> **Task list**:
[a] In the Daybreakers review, write out everything from "The acting is" down to "which disappointed me.", swapping "antagonist" for "villain".
[b] Using the Daybreakers review, answer these:
(i) Where did the reviewer and Felicia watch the movie?
(ii) What does Bromley Marks use to farm regular humans?
(iii) How does the reviewer suggest seeing the movie?
[c] Does each statement agree with the Daybreakers review? Answer yes or no and quote the words that decide it.
(i) Animal blood is mentioned as a substitute.
(ii) Hawke's brother wants the situation to change.
(iii) The reviewer thought the ending was too pat.

(Text block begins)

Movie Review: Daybreakers

My friend Felicia has pneumonia, and wasn’t enthused by the idea of watching the Oscars. Instead, we decided to watch Daybreakers on Netflix instead…


Daybreakers is a movie with Ethan Hawke, Sam Neill and Willem Defoe
It’s the near future. A rapidly dwindling resource is causing increasing disruptions to society, with the have-nots suffering from increasing disruptions of a supply that once seemed infinite, but now is proving all too fragile. The creation of substitutes is big business but there are those who want the original, and the substitutes are not working as well as one might hope. Society is unraveling on the edges and something has got to change, something has to be done, or else societal collapse is a very real threat.
So what is the resource? Oil? Water?
Not exactly.
In Daybreakers the commodity is blood and the population of the Earth is now primarily…vampires. The vampires have taken over the planet, with humans an valuable commodity and a dwindling resource all the same. Companies like Bromley Marks (run by an oily Sam Neill) where our protagonist Edward Dalton(Hawke) is employed works on substitutes and also farms regular humans in machines designed to get every last drop of that precious blood. Animal blood is mentioned as a common substitute, but even that is a dwindling resource, too.
A chance encounter between Hawke and some humans on the run (led by Willem Defoe) leads Dalton to a discovery that could change this precarious situation. But some, including Hawke’s brother, like things exactly the way they are…
Daybreakers isn’t a groundbreaking vampire fantasy movie, and its at times only serviceable and shopworn. There are some interesting conceits and thoughts put into the film as to how a society full of vampires would adapt. Cars with tinted windows and cameras to allow for daytime driving, underground passageways to allow movement in cities (sort of a dark twin to Minneapolis skyways) and more. I appreciated these touches.
On the other hand, for all of this enthusiasm in worldbuilding, the movie falls down in some of that worldbuilding. Hints in the corners of the picture suggest that a bat caused the plague to turn the world into vampires. That suggests a biological vampirism a la I am Legend. However, the vampires react to sunlight in a dramatic way as if they were supernatural vampires. Later in the movie, we see that stakes through the heart do the same thing. So which is it–supernatural or biological vampires? Also, the ending is a bit too pat, although perhaps I need to remember the MST3K mantra and realize that an uplifting ending is the rule, not the exception, in Hollywood.
The acting is good, the leads do a decent job, and the script gives us just enough to understand where the characters are coming from. Even Sam Neill’s Bromley, as the antagonist, gets enough character development to allow the audience to understand why he acts the way he does. There seems to be a truncated or missing scene that causes a major event in the movie to become a tell instead of a show, which disappointed me.
Overall, though, I was entertained. Daybreakers is not a groundbreaking movie, but its a decently crafted movie. Its not worth a purchase, but is okay as a rental.

(Text block ends)
(Provided records begins)

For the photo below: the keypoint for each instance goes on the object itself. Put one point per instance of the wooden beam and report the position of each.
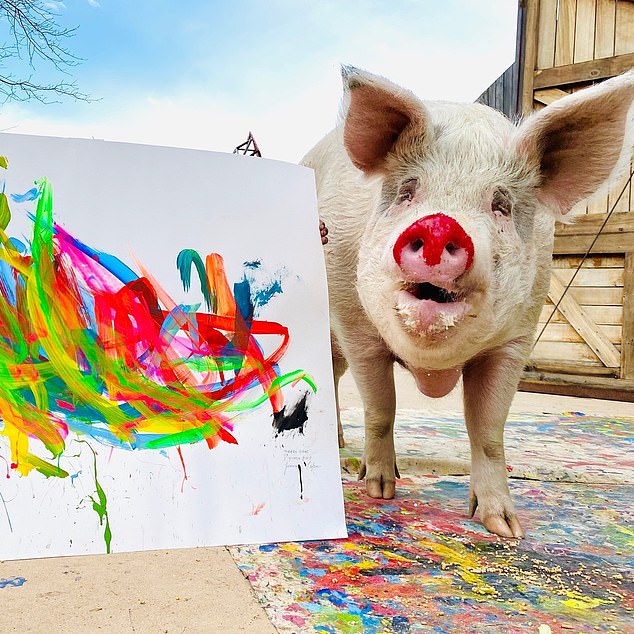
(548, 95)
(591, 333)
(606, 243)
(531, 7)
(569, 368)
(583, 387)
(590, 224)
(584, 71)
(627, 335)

(Provided records ends)
(Provided records begins)

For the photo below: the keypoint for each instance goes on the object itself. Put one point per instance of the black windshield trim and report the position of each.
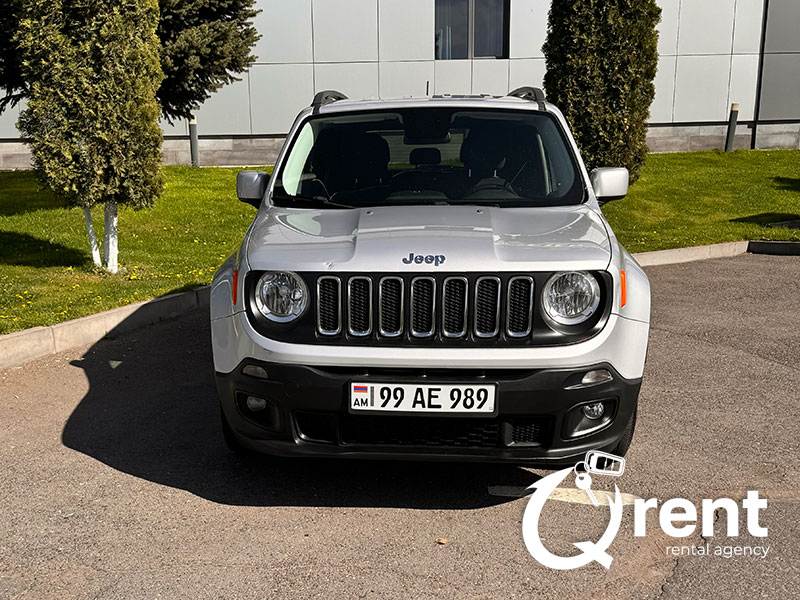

(Provided records ends)
(Provided records begins)

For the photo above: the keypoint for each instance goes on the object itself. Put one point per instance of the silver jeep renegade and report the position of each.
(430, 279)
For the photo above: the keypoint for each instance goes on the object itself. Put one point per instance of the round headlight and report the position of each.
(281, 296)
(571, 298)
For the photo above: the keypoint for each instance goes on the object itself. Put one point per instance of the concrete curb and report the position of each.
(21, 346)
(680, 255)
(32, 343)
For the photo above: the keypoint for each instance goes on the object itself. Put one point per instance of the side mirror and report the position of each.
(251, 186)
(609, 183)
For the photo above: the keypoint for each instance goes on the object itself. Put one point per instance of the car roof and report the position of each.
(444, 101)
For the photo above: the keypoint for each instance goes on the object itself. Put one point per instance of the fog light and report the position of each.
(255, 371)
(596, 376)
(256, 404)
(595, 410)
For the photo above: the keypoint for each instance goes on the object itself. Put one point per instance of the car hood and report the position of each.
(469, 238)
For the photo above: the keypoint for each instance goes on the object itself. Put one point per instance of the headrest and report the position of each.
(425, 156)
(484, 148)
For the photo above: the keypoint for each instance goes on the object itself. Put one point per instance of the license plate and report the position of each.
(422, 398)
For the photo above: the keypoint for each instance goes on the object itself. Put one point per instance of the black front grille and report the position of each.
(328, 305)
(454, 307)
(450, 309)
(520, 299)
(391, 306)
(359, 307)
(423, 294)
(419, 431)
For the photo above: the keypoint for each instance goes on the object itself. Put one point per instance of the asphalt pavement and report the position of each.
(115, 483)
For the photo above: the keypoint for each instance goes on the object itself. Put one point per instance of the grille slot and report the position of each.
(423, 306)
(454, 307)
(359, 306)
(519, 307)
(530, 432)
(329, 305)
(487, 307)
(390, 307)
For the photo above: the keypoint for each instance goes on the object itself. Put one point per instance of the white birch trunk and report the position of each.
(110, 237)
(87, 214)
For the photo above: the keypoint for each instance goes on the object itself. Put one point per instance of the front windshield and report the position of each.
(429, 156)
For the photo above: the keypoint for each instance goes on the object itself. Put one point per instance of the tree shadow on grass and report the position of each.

(Provided records ends)

> **Solutions by task**:
[a]
The acting is good, the leads do a decent job, and the script gives us just enough to understand where the characters are coming from. Even Sam Neill’s Bromley, as the villain, gets enough character development to allow the audience to understand why he acts the way he does. There seems to be a truncated or missing scene that causes a major event in the movie to become a tell instead of a show, which disappointed me.

[b]
(i) On Netflix.
(ii) Machines designed to get every last drop of their blood.
(iii) As a rental, since it's not worth a purchase.

[c]
(i) Yes: "Animal blood is mentioned as a common substitute"
(ii) No: "some, including Hawke’s brother, like things exactly the way they are"
(iii) Yes: "the ending is a bit too pat"